## Recorded data
========================================================================

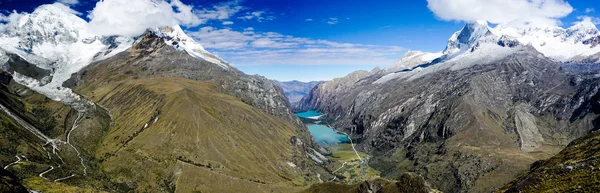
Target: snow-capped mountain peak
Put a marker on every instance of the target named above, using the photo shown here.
(53, 38)
(582, 31)
(470, 35)
(176, 37)
(48, 24)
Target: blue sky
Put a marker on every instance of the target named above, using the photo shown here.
(319, 40)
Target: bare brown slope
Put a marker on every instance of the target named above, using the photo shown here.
(165, 128)
(179, 123)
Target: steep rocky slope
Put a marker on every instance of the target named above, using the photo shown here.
(470, 120)
(575, 169)
(158, 114)
(197, 120)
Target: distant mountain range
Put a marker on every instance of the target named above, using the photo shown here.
(154, 113)
(473, 117)
(295, 90)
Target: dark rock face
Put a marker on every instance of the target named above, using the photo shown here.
(17, 64)
(151, 57)
(457, 128)
(10, 183)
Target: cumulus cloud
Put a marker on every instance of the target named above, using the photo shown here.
(220, 11)
(68, 2)
(589, 10)
(332, 21)
(588, 19)
(249, 47)
(539, 12)
(258, 15)
(133, 17)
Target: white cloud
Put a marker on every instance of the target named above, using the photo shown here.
(258, 15)
(332, 21)
(539, 12)
(220, 11)
(68, 2)
(589, 10)
(133, 17)
(269, 48)
(66, 8)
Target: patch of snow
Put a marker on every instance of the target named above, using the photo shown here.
(175, 37)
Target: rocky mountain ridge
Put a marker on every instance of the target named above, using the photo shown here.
(455, 117)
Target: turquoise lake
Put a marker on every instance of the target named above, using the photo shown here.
(308, 114)
(322, 133)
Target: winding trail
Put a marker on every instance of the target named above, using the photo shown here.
(80, 114)
(11, 164)
(343, 164)
(42, 174)
(61, 179)
(27, 126)
(81, 108)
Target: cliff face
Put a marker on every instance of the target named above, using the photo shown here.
(471, 128)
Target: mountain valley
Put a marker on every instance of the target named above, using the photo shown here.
(502, 108)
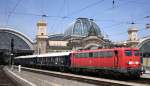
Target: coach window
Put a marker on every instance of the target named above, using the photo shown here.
(128, 52)
(136, 52)
(100, 54)
(109, 54)
(95, 54)
(86, 55)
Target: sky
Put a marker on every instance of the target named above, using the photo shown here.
(114, 19)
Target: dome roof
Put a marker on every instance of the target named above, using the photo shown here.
(82, 28)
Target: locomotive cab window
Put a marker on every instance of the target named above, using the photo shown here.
(136, 53)
(128, 52)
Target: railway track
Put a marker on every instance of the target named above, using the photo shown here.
(4, 79)
(93, 80)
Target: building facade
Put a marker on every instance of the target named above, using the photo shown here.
(84, 33)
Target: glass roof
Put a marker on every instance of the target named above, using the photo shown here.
(81, 27)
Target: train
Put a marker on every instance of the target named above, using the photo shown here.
(114, 61)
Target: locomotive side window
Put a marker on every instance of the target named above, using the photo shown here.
(128, 52)
(109, 54)
(90, 55)
(136, 53)
(95, 54)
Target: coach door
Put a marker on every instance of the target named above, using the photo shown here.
(116, 58)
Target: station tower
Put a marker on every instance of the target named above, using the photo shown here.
(132, 36)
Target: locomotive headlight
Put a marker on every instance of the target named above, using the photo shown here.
(136, 62)
(130, 62)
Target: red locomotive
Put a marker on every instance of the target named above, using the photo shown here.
(118, 61)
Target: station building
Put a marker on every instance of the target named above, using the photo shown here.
(84, 33)
(22, 45)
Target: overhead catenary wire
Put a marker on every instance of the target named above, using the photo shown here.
(86, 7)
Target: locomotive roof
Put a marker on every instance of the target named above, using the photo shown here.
(45, 55)
(107, 49)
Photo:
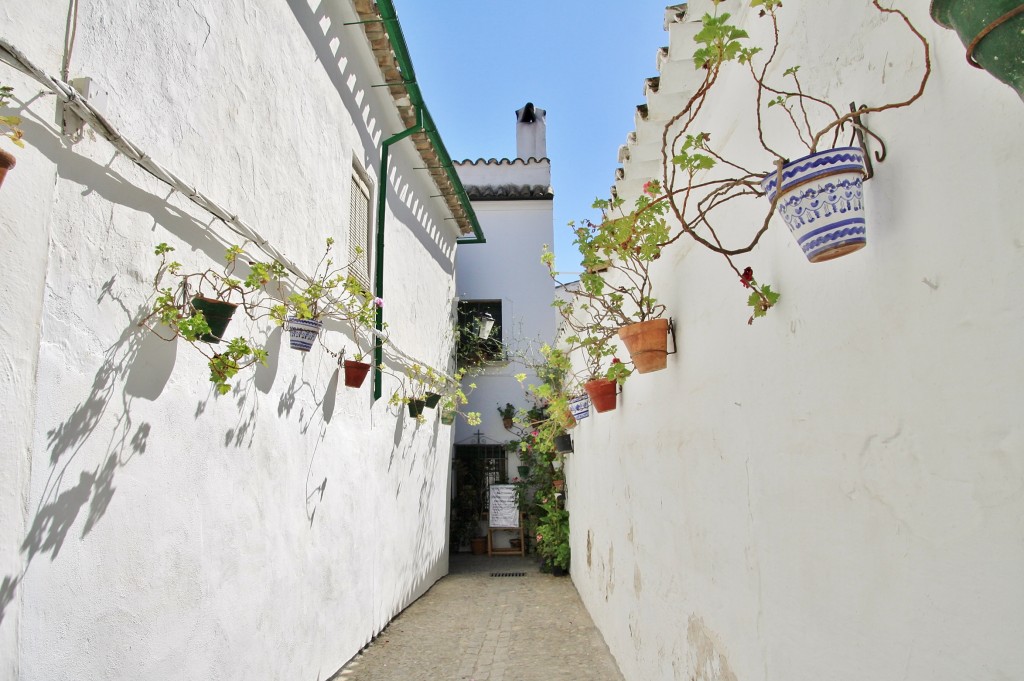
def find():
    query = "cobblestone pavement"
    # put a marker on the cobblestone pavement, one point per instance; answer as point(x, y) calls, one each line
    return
point(474, 627)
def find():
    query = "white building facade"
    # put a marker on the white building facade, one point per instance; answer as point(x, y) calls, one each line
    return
point(150, 527)
point(836, 491)
point(513, 199)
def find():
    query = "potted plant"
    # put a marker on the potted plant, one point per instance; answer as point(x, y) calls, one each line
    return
point(990, 30)
point(199, 307)
point(508, 414)
point(329, 294)
point(818, 195)
point(9, 130)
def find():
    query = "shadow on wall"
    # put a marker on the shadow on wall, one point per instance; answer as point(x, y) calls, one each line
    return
point(333, 48)
point(112, 186)
point(141, 364)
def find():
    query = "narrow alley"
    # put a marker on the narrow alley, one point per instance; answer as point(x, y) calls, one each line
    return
point(489, 620)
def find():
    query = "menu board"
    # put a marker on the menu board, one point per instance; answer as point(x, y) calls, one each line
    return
point(504, 509)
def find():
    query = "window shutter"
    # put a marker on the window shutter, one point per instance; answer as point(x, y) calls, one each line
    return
point(358, 230)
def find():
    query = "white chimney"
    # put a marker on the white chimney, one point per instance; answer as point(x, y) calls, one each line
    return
point(530, 133)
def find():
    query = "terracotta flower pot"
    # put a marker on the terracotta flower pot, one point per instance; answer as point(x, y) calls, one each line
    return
point(602, 393)
point(7, 161)
point(355, 373)
point(647, 343)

========================================================================

## What is expected
Starting with the line containing "Target: locomotive roof" and going on through the line containing "point(530, 133)", give those lines again with "one point per instance" swapped for "one point for each instance" and everything else unchanged. Omit the pictures.

## Solution
Target: locomotive roof
Put a marker on every instance of the target named above, using the photo shown here.
(45, 55)
(107, 49)
Photo:
def find():
    query = "cobblestone pavement"
    # put a marker on the cobblestone pavement, one point for each instance; answer as point(x, y) calls, one each line
    return
point(474, 627)
def find():
    query = "white building facade"
    # put a marker on the white building facade, one point for each instance; answer as point(x, y) calls, one each line
    return
point(150, 527)
point(836, 491)
point(513, 199)
def find():
    query = "potted plant"
    # put a marker on the potted plant, one point for each instance; answer as point(x, y) calls, one each line
    return
point(990, 30)
point(199, 307)
point(508, 414)
point(329, 294)
point(818, 195)
point(9, 130)
def find():
    query = "shadow on wall"
    # put a marker on the shadow on wall, one point for each instance; answer as point(x, y) calls, one each line
    return
point(333, 48)
point(112, 186)
point(141, 364)
def find():
    query = "narrow alley"
    # put a marker on the narrow alley, one point for each instance; answer as point(x, y) calls, one each line
    return
point(489, 620)
def find():
    query = "menu board"
    # put a marker on the menu board, one point for each instance; answer as point(x, y) calls, one each line
    return
point(504, 509)
def find():
    query = "window shutter"
    # put a marker on the window shutter, one point for each instance; answer as point(x, y) calls, one each line
    return
point(358, 230)
def find():
    query = "white chimney"
    # put a marker on the white chimney, one point for each instance; answer as point(x, y) calls, one each line
    return
point(530, 133)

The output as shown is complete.